What the task asks
Reproduce the entries exactly.

------ Task inputs

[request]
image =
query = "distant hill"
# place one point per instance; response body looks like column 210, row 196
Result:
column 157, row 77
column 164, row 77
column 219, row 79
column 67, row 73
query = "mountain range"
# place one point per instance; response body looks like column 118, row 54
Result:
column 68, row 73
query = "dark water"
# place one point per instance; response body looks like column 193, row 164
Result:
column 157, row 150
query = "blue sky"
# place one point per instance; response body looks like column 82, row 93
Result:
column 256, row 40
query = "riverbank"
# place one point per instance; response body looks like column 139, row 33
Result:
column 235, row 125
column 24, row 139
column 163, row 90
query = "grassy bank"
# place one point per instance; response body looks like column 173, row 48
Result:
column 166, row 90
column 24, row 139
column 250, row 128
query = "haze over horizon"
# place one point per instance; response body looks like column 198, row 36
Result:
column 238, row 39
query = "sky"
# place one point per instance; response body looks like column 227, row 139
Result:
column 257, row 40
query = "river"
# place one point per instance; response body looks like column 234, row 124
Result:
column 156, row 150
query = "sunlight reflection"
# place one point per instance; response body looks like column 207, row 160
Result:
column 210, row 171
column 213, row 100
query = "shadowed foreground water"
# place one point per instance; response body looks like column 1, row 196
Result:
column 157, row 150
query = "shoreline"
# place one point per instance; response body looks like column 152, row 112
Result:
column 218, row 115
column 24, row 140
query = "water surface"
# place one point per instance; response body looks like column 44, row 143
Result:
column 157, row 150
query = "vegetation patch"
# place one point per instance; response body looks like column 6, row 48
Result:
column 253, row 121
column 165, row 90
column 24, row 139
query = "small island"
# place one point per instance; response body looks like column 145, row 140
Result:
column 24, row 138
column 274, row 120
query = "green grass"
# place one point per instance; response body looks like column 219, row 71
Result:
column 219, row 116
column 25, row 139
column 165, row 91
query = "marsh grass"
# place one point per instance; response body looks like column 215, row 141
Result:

------------

Exercise output
[request]
image =
query = "distant hill"
# place one point per instance; response body looks like column 210, row 196
Result:
column 157, row 77
column 164, row 77
column 219, row 79
column 67, row 73
query = "mountain range"
# place one point per instance; response body looks like column 118, row 54
Result:
column 68, row 73
query = "dark water"
# place one point per instance; response body looks like column 193, row 164
Result:
column 157, row 150
query = "blue sky"
# place one point per instance; response body looks like column 82, row 93
Result:
column 256, row 40
query = "riverbank"
# place one point per instance; response body looks like column 139, row 33
Result:
column 235, row 125
column 24, row 139
column 163, row 90
query = "grassy bank"
# place one point per instance; response body looks like column 173, row 48
Result:
column 166, row 90
column 24, row 139
column 250, row 128
query = "haze over horizon"
# place one point per instance; response body looks like column 198, row 36
Result:
column 238, row 39
query = "sky"
# place one point per instance; response body looks like column 227, row 139
Result:
column 257, row 40
query = "river"
# place one point per instance; response body looks like column 234, row 124
Result:
column 156, row 150
query = "sunlight reflection"
# place one point per instance; response body looks like column 207, row 160
Result:
column 210, row 171
column 213, row 100
query = "shadowed foreground water"
# place one point per instance; response body looks like column 1, row 196
Result:
column 157, row 150
query = "shoreline"
# place one point per instance; response body looks like column 152, row 112
Result:
column 218, row 115
column 24, row 140
query = "water surface"
# place one point per instance; response body looks like column 44, row 143
Result:
column 157, row 150
query = "vegetation patch"
# place one point per instance; response body looks like column 6, row 48
Result:
column 253, row 121
column 165, row 90
column 24, row 139
query = "small island"
# place one point per instance; response body looks like column 145, row 140
Result:
column 24, row 138
column 274, row 120
query = "green grass"
# place one point per instance; response body looks like column 219, row 71
Result:
column 219, row 116
column 25, row 139
column 165, row 91
query = "marsh grass"
# place one point per instance; response body looks like column 215, row 141
Result:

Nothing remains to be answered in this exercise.